▶ _Exercise description_
Repeat word for word the stretch of the RLHF introduction below from "Quick introduction to" through "human preferences ².".

▶ _Passage for review_
*** Block opens ***
Quick introduction to RLHF for fine-tuning LLMs to better match human preferences

What

Reinforcement learning from human feedback (RLHF) is a fine-tuning technique ¹ to align LLM outputs to human preferences ².
RLHF consists of four main steps ³:
1. LLM pre-training $\rightarrow$ Base model
2. Supervised fine-tuning (SFT) $\rightarrow$ Instruct-tuned model (IM)
3. Reward model training $\rightarrow$ Reward model (RM)
4. LLM policy optimization $\rightarrow$ Policy model (PM)
- Steps 2-3 can be iterated continuously by using the current best policy model to get a better instruct-tuned model, which is used to get a better reward model, which is used to improve the policy model, and so on.

Why

RLHF has been useful in reducing responses related to toxicity, bias, and harmfulness by using the preference signal of a well-intentioned and unbiased human feedback ⁴.

How

To explain how it works, let’s go through each step in more detail, noting he input, output, model, and data used at each step.
LLM pre-training: Typically, we take an existing LLM that has been trained on a large corpus of Internet-scale data to predict the next token given an input token sequence.
Supervised fine-tuning: We fine-tune the base LLM model on prompt-answer pairs using standard supervised-learning.
*** Block closes ***
▶ _Records supplied_
*** Block opens ***
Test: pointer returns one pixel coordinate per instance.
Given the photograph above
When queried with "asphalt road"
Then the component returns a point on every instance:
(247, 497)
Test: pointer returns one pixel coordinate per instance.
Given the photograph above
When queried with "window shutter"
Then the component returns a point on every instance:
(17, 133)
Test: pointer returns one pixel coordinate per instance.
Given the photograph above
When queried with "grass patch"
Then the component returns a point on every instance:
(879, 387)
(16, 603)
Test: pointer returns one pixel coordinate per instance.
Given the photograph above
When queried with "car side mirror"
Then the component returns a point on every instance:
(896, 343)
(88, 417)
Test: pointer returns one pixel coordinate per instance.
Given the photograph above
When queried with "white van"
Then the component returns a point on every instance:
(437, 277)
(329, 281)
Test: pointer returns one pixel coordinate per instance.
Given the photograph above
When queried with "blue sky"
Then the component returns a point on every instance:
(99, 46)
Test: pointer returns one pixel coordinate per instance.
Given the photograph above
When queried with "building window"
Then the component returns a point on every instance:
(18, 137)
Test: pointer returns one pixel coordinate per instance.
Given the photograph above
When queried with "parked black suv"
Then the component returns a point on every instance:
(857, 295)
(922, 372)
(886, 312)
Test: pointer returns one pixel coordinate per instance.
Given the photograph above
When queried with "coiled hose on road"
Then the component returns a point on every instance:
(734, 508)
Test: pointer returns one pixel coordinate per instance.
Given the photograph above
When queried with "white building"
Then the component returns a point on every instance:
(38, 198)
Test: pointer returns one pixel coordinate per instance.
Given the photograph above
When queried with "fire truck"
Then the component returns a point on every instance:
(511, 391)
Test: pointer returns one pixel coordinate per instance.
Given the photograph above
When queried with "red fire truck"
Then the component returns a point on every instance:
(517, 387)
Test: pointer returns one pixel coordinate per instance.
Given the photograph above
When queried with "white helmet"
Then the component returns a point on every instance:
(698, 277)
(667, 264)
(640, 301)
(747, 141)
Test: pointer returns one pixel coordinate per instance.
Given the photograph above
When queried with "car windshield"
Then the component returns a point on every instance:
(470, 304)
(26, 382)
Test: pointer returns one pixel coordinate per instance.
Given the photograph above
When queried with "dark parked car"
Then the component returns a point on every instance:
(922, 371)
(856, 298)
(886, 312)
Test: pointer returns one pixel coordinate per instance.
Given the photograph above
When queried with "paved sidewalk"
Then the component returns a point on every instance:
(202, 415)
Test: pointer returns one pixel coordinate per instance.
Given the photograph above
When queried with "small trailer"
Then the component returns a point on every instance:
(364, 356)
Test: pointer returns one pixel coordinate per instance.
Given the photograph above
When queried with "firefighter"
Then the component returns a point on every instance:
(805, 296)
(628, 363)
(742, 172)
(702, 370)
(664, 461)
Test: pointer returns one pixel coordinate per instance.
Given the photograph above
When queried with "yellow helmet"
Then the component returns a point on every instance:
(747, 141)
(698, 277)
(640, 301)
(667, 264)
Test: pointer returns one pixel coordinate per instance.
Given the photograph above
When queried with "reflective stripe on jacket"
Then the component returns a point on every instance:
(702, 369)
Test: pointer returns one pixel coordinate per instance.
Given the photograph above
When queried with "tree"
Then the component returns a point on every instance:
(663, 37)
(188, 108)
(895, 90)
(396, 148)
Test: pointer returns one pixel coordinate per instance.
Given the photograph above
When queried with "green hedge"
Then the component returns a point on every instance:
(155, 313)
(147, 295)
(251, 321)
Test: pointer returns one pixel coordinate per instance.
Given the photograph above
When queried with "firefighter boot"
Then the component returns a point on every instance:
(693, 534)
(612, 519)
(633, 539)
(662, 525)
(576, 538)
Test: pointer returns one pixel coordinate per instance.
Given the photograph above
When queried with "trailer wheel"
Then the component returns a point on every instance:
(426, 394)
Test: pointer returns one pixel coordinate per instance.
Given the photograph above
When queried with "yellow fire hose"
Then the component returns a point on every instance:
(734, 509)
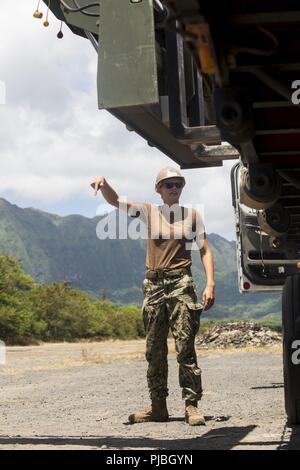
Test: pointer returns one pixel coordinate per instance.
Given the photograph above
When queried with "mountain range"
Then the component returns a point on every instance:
(52, 248)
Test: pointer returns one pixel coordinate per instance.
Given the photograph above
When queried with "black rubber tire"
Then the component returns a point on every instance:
(291, 332)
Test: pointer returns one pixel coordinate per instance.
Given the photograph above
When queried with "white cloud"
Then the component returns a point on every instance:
(54, 140)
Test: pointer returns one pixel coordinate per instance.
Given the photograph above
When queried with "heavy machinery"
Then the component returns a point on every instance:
(205, 81)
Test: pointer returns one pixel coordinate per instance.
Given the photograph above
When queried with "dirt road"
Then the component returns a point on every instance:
(78, 396)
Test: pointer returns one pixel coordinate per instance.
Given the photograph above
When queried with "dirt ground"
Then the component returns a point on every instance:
(78, 396)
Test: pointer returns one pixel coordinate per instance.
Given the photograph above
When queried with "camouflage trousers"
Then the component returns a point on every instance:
(171, 303)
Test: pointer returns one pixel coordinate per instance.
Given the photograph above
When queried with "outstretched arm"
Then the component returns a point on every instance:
(208, 296)
(107, 191)
(114, 199)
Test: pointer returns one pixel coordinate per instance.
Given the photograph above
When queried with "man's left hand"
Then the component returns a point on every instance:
(208, 297)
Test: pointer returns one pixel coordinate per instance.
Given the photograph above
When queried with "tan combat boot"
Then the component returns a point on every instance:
(193, 415)
(157, 412)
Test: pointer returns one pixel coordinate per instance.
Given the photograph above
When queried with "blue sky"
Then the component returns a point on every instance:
(54, 140)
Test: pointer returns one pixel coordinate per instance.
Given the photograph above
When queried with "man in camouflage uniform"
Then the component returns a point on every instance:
(170, 301)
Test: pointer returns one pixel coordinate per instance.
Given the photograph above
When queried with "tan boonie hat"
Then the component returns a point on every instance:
(166, 173)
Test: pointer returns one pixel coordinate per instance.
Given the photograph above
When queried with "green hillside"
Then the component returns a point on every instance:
(53, 248)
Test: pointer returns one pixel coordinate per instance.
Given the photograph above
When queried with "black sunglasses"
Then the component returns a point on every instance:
(170, 185)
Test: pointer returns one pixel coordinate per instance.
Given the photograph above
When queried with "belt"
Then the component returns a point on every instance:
(162, 273)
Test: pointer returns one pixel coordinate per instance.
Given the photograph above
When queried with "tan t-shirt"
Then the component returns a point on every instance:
(171, 232)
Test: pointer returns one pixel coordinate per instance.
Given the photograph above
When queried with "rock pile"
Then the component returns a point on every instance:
(238, 335)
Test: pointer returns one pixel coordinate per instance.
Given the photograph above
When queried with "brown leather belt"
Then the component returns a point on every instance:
(163, 273)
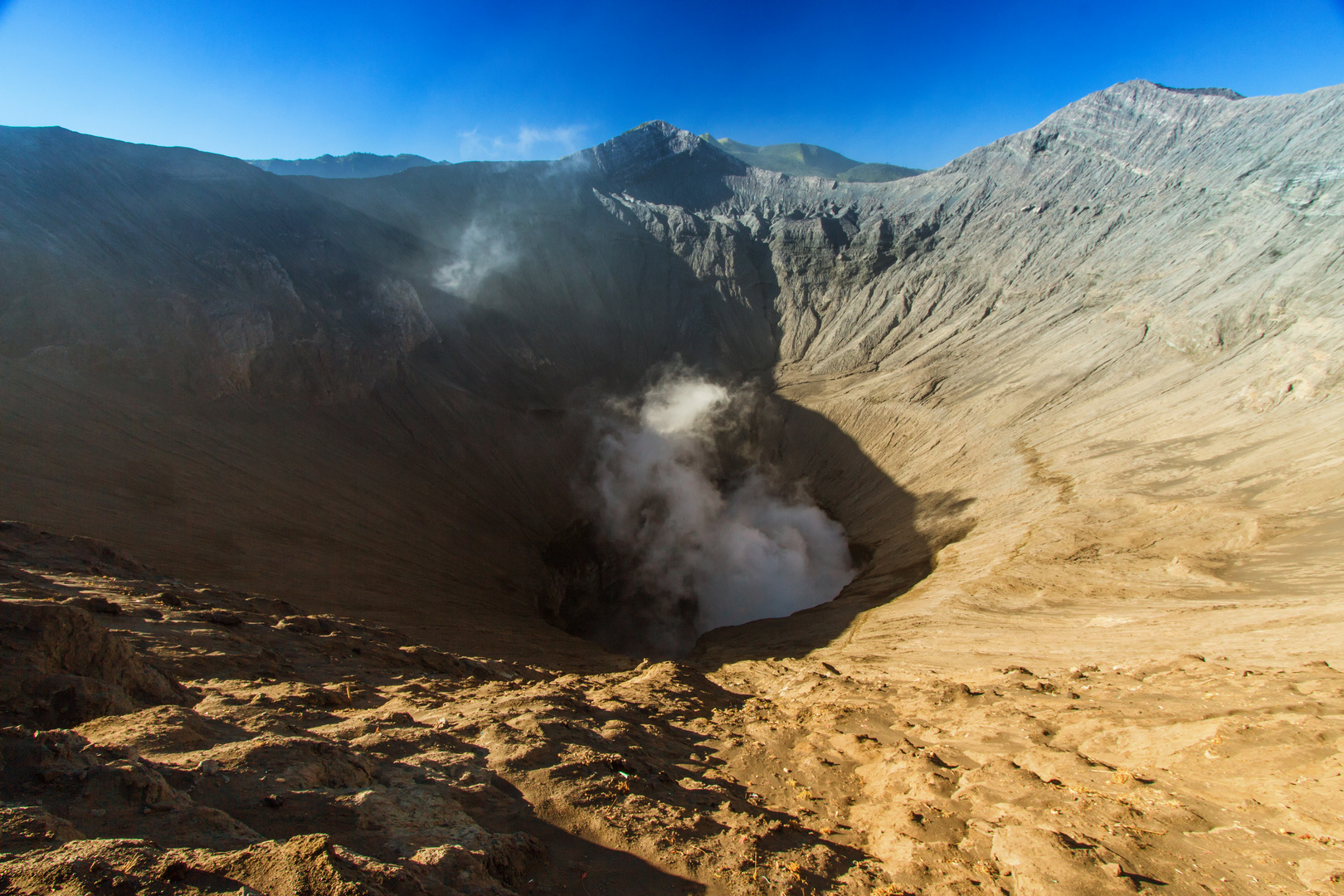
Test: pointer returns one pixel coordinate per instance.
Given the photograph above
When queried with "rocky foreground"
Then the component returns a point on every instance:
(173, 738)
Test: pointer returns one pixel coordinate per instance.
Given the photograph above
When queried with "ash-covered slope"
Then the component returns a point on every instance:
(357, 164)
(1074, 398)
(197, 270)
(941, 338)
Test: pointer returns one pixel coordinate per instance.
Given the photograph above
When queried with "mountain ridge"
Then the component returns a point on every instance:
(357, 164)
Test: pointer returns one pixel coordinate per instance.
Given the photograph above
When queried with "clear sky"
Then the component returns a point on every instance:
(906, 84)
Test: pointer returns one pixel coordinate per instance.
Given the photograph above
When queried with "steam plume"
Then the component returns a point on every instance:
(480, 253)
(734, 553)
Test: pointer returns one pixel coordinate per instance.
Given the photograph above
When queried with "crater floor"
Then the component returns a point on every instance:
(1073, 397)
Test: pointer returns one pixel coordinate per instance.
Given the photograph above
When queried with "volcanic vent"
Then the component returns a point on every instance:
(1066, 409)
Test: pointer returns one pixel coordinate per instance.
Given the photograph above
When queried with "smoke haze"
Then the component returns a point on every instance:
(735, 551)
(480, 253)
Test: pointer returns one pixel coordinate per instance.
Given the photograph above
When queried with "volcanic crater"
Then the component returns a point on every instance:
(321, 577)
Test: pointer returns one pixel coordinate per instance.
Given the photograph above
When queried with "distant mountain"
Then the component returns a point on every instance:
(357, 164)
(808, 158)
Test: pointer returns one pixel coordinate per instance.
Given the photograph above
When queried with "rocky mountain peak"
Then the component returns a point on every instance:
(645, 151)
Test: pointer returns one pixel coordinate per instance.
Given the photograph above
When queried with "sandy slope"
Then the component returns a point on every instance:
(1074, 397)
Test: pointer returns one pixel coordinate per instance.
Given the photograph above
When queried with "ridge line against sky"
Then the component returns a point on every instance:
(890, 82)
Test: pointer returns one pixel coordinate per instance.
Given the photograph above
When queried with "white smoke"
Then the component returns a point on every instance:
(743, 553)
(480, 253)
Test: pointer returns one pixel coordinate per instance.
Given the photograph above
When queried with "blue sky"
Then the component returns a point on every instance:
(906, 84)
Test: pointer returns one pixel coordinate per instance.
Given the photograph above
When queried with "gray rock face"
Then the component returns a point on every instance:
(1140, 242)
(357, 164)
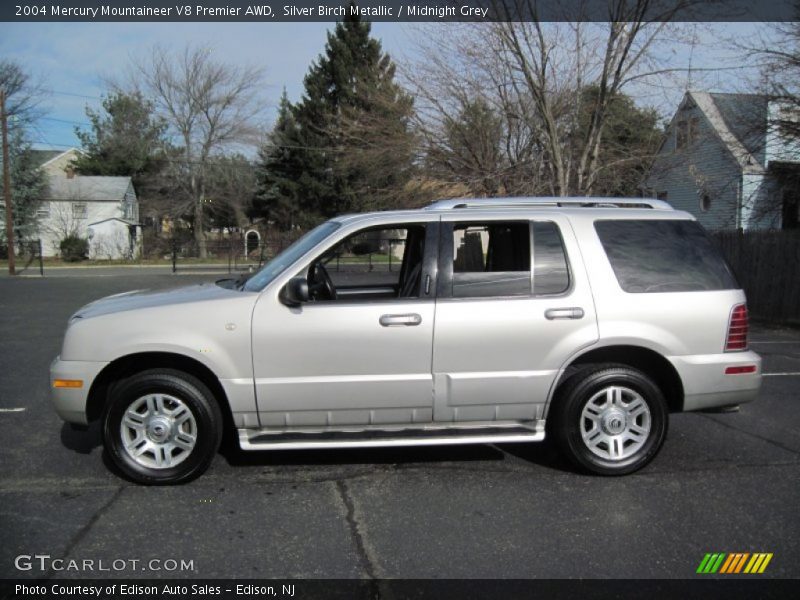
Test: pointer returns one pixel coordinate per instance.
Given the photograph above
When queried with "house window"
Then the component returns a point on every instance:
(687, 132)
(682, 134)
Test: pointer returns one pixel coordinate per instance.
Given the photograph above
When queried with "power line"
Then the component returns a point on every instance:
(65, 121)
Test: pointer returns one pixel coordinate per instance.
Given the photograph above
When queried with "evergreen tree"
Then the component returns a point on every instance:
(630, 140)
(469, 149)
(351, 133)
(277, 197)
(27, 182)
(125, 141)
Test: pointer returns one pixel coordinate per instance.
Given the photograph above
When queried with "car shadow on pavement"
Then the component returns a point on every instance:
(537, 454)
(82, 441)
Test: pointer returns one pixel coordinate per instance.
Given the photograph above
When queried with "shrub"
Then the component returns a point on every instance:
(74, 248)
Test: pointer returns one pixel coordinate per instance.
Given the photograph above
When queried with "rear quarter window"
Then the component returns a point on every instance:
(663, 256)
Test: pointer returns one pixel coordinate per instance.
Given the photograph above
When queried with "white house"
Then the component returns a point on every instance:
(725, 161)
(105, 210)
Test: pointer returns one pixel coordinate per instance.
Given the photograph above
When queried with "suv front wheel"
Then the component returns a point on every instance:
(162, 427)
(610, 420)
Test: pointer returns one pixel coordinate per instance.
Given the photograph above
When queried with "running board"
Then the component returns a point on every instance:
(265, 439)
*** Block closes ***
▶ _Problem solution_
Quick introduction to RLHF for fine-tuning LLMs to better match human preferences

What

Reinforcement learning from human feedback (RLHF) is a fine-tuning technique ¹ to align LLM outputs to human preferences ².